■ **Aim of the task**
Find the line with "Query: orange bowl exterior" in the records below. Output exactly from there until after the line with "[indicate] orange crest", without pictures.

*** Extracted material ***

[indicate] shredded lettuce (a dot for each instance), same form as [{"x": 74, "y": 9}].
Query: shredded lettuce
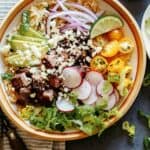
[
  {"x": 129, "y": 128},
  {"x": 86, "y": 118}
]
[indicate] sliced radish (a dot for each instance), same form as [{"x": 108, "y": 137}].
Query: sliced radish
[
  {"x": 92, "y": 98},
  {"x": 72, "y": 77},
  {"x": 84, "y": 90},
  {"x": 64, "y": 105},
  {"x": 94, "y": 77},
  {"x": 111, "y": 102},
  {"x": 104, "y": 88}
]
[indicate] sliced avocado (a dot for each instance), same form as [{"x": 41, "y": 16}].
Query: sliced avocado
[
  {"x": 31, "y": 33},
  {"x": 27, "y": 38},
  {"x": 22, "y": 45}
]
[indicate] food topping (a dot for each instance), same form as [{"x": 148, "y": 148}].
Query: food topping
[{"x": 67, "y": 66}]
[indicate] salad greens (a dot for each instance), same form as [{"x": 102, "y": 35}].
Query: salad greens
[
  {"x": 146, "y": 143},
  {"x": 129, "y": 128},
  {"x": 24, "y": 27},
  {"x": 89, "y": 119},
  {"x": 146, "y": 116}
]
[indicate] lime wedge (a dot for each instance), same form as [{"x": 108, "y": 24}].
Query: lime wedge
[{"x": 105, "y": 24}]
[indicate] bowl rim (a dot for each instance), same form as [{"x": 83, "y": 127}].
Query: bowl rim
[
  {"x": 65, "y": 136},
  {"x": 143, "y": 30}
]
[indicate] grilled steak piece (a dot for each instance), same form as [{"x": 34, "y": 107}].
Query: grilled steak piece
[
  {"x": 48, "y": 95},
  {"x": 38, "y": 83},
  {"x": 54, "y": 81},
  {"x": 23, "y": 95},
  {"x": 24, "y": 70},
  {"x": 49, "y": 61},
  {"x": 20, "y": 80}
]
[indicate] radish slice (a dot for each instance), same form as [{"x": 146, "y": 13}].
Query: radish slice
[
  {"x": 92, "y": 98},
  {"x": 111, "y": 102},
  {"x": 84, "y": 90},
  {"x": 64, "y": 105},
  {"x": 94, "y": 77},
  {"x": 104, "y": 88},
  {"x": 72, "y": 77}
]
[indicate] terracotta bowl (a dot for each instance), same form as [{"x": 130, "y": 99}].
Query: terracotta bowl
[{"x": 138, "y": 61}]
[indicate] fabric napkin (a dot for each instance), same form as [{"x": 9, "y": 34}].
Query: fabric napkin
[{"x": 32, "y": 144}]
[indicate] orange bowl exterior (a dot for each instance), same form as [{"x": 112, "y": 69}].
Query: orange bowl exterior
[{"x": 73, "y": 135}]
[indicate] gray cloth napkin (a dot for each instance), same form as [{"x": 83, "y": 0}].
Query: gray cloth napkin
[{"x": 32, "y": 144}]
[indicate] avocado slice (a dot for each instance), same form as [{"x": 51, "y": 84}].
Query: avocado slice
[
  {"x": 31, "y": 33},
  {"x": 27, "y": 38},
  {"x": 22, "y": 45}
]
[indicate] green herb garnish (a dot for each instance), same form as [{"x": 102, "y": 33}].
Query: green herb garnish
[
  {"x": 147, "y": 26},
  {"x": 129, "y": 128},
  {"x": 146, "y": 116},
  {"x": 146, "y": 143}
]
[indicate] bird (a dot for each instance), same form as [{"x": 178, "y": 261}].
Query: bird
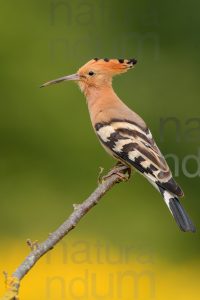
[{"x": 123, "y": 133}]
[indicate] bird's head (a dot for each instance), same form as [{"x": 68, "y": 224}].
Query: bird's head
[{"x": 97, "y": 72}]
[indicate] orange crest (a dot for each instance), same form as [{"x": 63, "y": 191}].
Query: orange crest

*** End of Extracted material ***

■ **Result**
Query: orange bowl exterior
[{"x": 73, "y": 135}]
[indicate] gray cloth napkin (a dot for each instance), same form as [{"x": 83, "y": 0}].
Query: gray cloth napkin
[{"x": 32, "y": 144}]
[indicate] avocado slice (a dot for each instance), same form as [{"x": 51, "y": 84}].
Query: avocado slice
[
  {"x": 31, "y": 33},
  {"x": 27, "y": 38},
  {"x": 22, "y": 45}
]
[indicate] green herb garnish (a dot for each instance), same form as [{"x": 102, "y": 33}].
Query: green herb garnish
[
  {"x": 147, "y": 26},
  {"x": 129, "y": 128},
  {"x": 146, "y": 116},
  {"x": 146, "y": 143}
]
[indicate] bird (a dot for each instance), same form as [{"x": 178, "y": 261}].
Query: bird
[{"x": 123, "y": 133}]
[indicate] bird's head (a dot for each instance), same form as [{"x": 68, "y": 224}].
Query: bird's head
[{"x": 97, "y": 72}]
[indicate] orange crest (a dot for each instance), same form as [{"x": 63, "y": 191}].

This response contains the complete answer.